Task instructions: Without the pictures, can you quote each line below exactly?

Entries shown:
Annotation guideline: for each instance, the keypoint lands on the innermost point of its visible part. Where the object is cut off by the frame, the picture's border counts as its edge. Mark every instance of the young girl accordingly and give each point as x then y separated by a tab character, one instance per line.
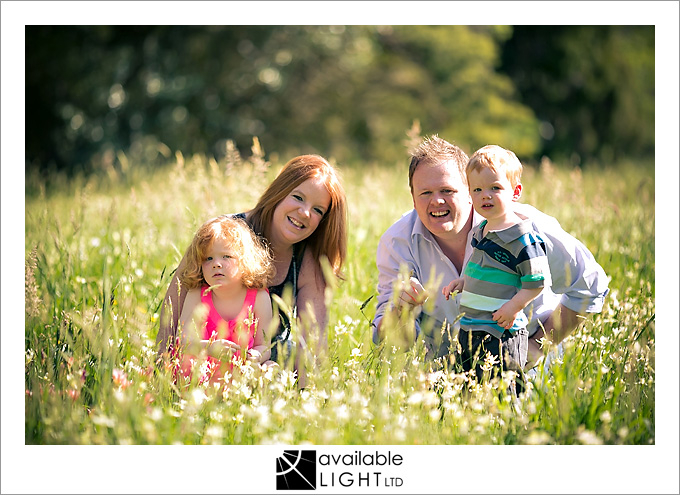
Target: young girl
227	308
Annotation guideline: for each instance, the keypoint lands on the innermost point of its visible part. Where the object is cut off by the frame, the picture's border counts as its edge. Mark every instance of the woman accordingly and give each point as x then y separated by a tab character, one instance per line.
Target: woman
302	217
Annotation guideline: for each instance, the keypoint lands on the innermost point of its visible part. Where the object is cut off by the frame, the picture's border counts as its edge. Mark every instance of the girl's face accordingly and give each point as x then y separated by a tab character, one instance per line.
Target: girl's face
221	264
492	194
298	215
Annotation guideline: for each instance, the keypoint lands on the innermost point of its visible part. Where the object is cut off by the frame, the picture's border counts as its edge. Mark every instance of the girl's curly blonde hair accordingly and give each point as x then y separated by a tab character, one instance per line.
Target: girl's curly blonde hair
254	258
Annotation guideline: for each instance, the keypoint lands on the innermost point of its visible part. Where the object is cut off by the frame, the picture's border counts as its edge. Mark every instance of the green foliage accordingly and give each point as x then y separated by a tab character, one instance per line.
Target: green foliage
99	258
342	91
592	87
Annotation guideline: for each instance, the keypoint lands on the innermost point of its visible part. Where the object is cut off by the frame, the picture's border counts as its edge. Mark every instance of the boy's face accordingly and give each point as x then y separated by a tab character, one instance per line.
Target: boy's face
492	194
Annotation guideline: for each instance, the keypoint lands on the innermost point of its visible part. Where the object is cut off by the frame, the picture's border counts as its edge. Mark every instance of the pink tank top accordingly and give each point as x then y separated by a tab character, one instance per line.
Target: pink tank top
227	329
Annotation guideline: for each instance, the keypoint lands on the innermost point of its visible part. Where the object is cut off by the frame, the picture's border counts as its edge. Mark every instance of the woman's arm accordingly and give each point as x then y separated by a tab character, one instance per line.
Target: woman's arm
171	309
261	342
311	304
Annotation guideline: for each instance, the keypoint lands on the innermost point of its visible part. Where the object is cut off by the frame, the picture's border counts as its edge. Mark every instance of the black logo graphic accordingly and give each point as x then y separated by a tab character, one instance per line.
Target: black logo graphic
296	470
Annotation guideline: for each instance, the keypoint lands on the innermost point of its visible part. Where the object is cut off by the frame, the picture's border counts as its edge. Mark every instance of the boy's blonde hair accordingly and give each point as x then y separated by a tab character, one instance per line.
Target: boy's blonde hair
330	237
497	159
253	257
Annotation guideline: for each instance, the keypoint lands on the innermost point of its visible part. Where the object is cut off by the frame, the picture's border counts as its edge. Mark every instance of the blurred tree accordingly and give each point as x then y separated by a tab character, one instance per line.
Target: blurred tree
592	87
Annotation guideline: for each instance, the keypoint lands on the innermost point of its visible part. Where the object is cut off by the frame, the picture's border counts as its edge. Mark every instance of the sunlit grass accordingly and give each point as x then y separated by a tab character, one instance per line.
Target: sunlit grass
99	256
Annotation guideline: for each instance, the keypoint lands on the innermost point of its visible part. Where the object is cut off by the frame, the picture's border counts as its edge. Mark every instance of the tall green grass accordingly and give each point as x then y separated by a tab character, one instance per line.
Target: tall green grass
100	253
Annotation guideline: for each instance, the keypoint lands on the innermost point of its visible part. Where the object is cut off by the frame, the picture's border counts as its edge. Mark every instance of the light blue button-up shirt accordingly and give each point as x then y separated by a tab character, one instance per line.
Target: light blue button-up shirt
578	281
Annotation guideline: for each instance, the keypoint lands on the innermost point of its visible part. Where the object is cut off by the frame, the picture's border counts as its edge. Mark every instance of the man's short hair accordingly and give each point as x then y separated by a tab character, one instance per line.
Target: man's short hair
434	149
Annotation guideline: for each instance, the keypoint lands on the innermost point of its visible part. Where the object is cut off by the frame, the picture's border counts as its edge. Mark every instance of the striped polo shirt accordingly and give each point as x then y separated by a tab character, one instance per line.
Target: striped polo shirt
502	263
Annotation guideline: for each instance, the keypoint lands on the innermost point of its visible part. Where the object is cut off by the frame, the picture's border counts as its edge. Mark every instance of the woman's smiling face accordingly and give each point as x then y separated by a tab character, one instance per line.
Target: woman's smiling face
298	215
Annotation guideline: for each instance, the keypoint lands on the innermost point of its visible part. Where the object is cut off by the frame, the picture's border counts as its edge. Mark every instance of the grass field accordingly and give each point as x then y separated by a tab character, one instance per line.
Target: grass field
99	255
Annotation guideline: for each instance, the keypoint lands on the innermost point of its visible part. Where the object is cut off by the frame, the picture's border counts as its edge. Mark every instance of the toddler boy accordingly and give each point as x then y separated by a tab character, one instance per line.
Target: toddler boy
507	270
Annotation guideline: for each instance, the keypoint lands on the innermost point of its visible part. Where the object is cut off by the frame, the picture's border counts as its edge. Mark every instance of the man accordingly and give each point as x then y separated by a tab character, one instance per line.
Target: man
432	244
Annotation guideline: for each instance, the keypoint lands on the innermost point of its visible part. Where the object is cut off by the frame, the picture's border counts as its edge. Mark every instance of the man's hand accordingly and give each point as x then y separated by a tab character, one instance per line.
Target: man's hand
455	285
505	315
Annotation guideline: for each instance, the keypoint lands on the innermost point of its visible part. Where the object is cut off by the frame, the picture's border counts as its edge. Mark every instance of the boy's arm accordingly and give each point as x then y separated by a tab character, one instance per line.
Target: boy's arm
506	314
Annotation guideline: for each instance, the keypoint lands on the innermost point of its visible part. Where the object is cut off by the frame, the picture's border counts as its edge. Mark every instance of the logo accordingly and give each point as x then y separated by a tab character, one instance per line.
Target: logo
296	470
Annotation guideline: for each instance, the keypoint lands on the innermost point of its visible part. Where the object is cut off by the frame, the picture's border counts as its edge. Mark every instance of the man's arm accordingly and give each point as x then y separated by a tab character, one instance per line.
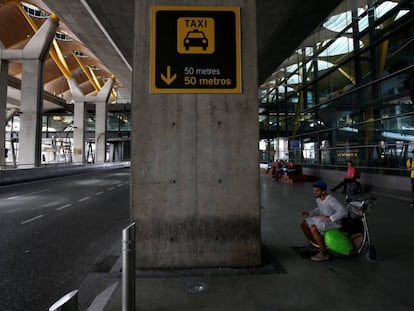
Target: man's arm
340	210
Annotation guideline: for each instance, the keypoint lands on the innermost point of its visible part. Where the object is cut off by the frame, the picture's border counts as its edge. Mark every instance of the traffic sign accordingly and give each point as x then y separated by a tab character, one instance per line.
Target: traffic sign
195	49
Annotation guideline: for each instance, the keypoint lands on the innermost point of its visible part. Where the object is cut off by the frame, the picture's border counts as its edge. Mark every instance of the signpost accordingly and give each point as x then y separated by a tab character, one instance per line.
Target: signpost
195	50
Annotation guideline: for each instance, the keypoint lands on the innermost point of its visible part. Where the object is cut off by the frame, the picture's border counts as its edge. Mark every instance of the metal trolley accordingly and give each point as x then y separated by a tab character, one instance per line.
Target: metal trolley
356	225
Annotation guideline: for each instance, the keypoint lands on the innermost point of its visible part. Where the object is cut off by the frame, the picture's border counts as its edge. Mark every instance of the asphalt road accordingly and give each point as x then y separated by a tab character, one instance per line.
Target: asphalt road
52	232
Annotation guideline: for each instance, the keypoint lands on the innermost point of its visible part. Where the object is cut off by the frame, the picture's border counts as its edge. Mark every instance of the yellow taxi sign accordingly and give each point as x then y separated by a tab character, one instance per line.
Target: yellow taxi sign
195	35
195	50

Exercise response:
Annotation guideline: for each instance, the keypoint lands on the innermost point of its visible part. Where the object is cut off by the frame, the picture's border counts as its edge. Mark every instance of the young girl accordingly and give each point as x then y separated by a tab character, one instance per line.
Target: young girl
227	308
Annotation guideline: for each instance, the keypoint lands on the innermost point of its visible part. Where the object is cut off by the frame, the picture's border counts as its edge. Mark every instance of the woman accordingly and give each point as x then y separated by a tab character, one instance per line.
Target: woman
302	217
Annotation guideline: for each instance, the keypoint lands on the innermost point of its visible part. Where the object is cut off by the frame, the picture's border counts as its edge. Mark every instance of the girl's face accordingly and give each point as x then y separated by a tab character, one instance per line.
Target: girl's face
221	264
492	194
298	215
Annotation guideline: for each instance, the keypoint lands on the innermost point of its visible part. Where the object is cut off by the frame, the picture's border counts as its edge. Mark every instance of the girl's curly blonde hair accordingly and give each point as x then y separated by a tab character, one instance per line.
Target: girl's curly blonde hair
254	258
Annotation guideline: for each instance, the keypoint lands on the innermost point of its visible part. Where the object is cut off by the frame, the picture's border counts as its edge. Mark every instance of the green foliage accordingly and give each point as x then y separated by a tab character, one instance per line.
Target: green foliage
99	258
342	91
592	87
Annotation guideline: for each instance, the keypoint lands on the innermost point of its visible part. Where the object is cut off by the frame, the picture's border counts as its edge. Mark every instance of the boy's face accordingly and give each point as x then y separated by a tab character, one instance per line.
Target: boy's face
492	194
Annotation guideline: for each instance, the keypoint lands on the innermost point of its visible part. Where the object is cut off by the frame, the picture's border counts as its edge. Mark every instance of the pink tank top accordingly and give each point as x then y separated by a tab character, one instance per line.
Target: pink tank top
227	329
Annotation guideline: for each instance, the keypoint lands on the innermost point of its visible part. Where the object is cut off by the frame, the picture's border counts as its edge. Mark every instance of the woman's arm accordingly and give each point as x then y separated by a tab character, one instance per line.
Target: woman's arm
171	309
261	342
311	304
Annotation guideline: for each instance, the keypoint lands on the innermost point of its visible part. Where the object is cut off by the frame, the picture's border counts as its edge. Mark every instance of the black logo graphic accordingly and give each point as x then y separated by a tab character, one instance per line.
Target: black logo graphic
296	470
Annotation guideline: for each instance, the keypoint lands on the innermost point of its visible part. Where the object is cut off by the frame, the picture's border counts as its edge. Mark every instance of the boy's blonde hair accordingly and give each point as x then y separated by a tab character, one instance per line.
Target: boy's blonde hair
330	237
497	159
253	257
Annotation guideline: for each instance, the keypoint lands on the innermost point of its visible part. Where the object is cut off by the frame, the picture's border counts as its edge. Mark every instance of the blurred tree accordingly and give each point as x then y separated by a tab character, one instance per line.
Target: blurred tree
592	87
Annotation guideline: for each instance, the keypoint lands on the innermost point of its visible part. Where the object is cut off by the frame, the picture's border counts as its edge. Mark every instance of the sunlit grass accordingly and give each point as x then y separated by a tab character, one instance per line.
Target: sunlit grass
99	256
Annotation guideline: for each instance, the keypoint lands on the innermost point of its visible part. Where the object is cut off by the frame, the picture's border counts as its edge. Mark every instance of the tall green grass accordingly and give each point as x then y separated by a tab character, one instance per line.
Target: tall green grass
100	253
Annotation guideline: for each instance, the keypoint lands on the innermost point of its visible part. Where the object is cut off by the frame, the picture's border counts as its edge. Mark every instance of the light blue button-up shirt accordingly and give each point as x then y separated by a tab character, one instance per line.
Target: light blue button-up shirt
578	281
Annotation guideline: for each instance, the keypoint lands on the innermost point of its visible part. Where the object is cut off by the frame, the picture's border counts as its edge. Mark every instance of the man's short hair accordingly and give each point as x then y separated by a tab character, one instance per line.
Target: man's short hair
434	149
Annotation guideline: for each instance, the keypoint lands on the innermost point of its visible part. Where the object is cut off by the frame, the picture's border counts as its edge. Mark every instance of the striped polo shirt accordingly and give each point as x then y separated by a tab character, one instance per line.
Target: striped polo shirt
502	263
Annotation guideline: for each instance, the keypoint lands on the innermost point of its visible part. Where the object is cut off by the frame, the picture's border counts as its edge. Mark every instance of the woman's smiling face accordingly and give each point as x then y separated by a tab character, one instance per line.
Target: woman's smiling face
298	215
Annotation guideline: for each instance, the keypoint lands on the innermost point of its visible part. Where the object is cut off by the frame, the picture's border counts as its edge. Mark every instance of the grass field accordingly and give each point as x then y separated by a tab character, one instance per line.
Target: grass field
99	255
Annotation guideline: for each instance, the keypoint lands on the innermost point of its visible part. Where the object is cut off by the frame, the picture's border counts as its edge. Mark every instance of the toddler boy accordingly and give each point as x then y separated by a tab character, one instance per line.
Target: toddler boy
507	270
Annotation guideline: for each instance, the keypoint lands on the innermost point of its visible part. Where the object is cut off by the frame, the picture's border counts as its edge. Mark every instance of the man accordingly and give each point as x then y separated by a tab character, one instance per line.
Target: man
432	244
Annotation guideline: for each instance, the keypoint lands on the innermost point of its visible part. Where the object is cut off by the frame, the picture's border counts as its edge. Mark every instance of the man's hand accordingly and give each point as x then y separated by a tab character, one instance per line.
Target: man's hand
455	285
505	315
Annotation guideline: for each instance, the keypoint lands on the innermost point of its visible part. Where the object is cut off by the frame, the picture's border counts as its edge. Mark every instance of the boy's arm accordingly and give each point as x then y separated by a tab character, one instance per line.
Target: boy's arm
506	314
Annotation guideline: for each instance, the keypoint lands on the innermost point of its visible part. Where the object is cut off by the frame, the picture's border counts as its edge. Mark every instance of the logo accordingly and give each point as x then y separated by a tab character, one instance per line.
Target: logo
296	470
Annotation guideline: for each instance, the keypoint lands on the innermost point of its visible part. Where the object is cut off by the frame, the picture's border counts as its edge. Mark every instance of the man's arm accordingly and give each point as x then y separated by a tab character, one instance per line.
Target: man's arm
340	210
Annotation guideline: for each instance, the keypoint lands on the innermost point of its visible part. Where the object is cut off by the frame, the picture's border counts as its edge. Mark every instance of the traffic sign accordingly and give each point as x then y separated by a tab character, one instance per line.
Target: traffic sign
195	49
Annotation guideline: for each instance, the keypoint lands on the innermost point of its visible part. Where the object is cut off by the frame, the picture's border counts as its edge. Mark every instance of the signpost accordingly and give each point as x then y separated by a tab character, one instance per line.
Target: signpost
195	50
Annotation guideline: for each instance, the keypoint lands on the innermost point of its visible part. Where the object is cut off by the frame, the picture's border counts as its edge. Mark every instance of the metal trolley accordingly and give each point as x then y separated by a tab character, one instance per line.
Target: metal trolley
356	225
Annotation guideline: for each instance, the keypoint lands on the innermost point of its visible part. Where the object is cut off by the frame, the picture's border counts as its edge. Mark every instance of the asphalt road accordingly and give each point as x then y separated by a tab character, one instance per line.
Target: asphalt road
52	232
Annotation guideline: for each instance, the keypoint lands on the innermost point of its visible part. Where the object is cut off by the frame, the picture's border counts as its edge. Mark every instance of the yellow taxi sign accordingly and give each point as x then y separated by a tab character, one instance per line.
Target: yellow taxi sign
195	35
195	50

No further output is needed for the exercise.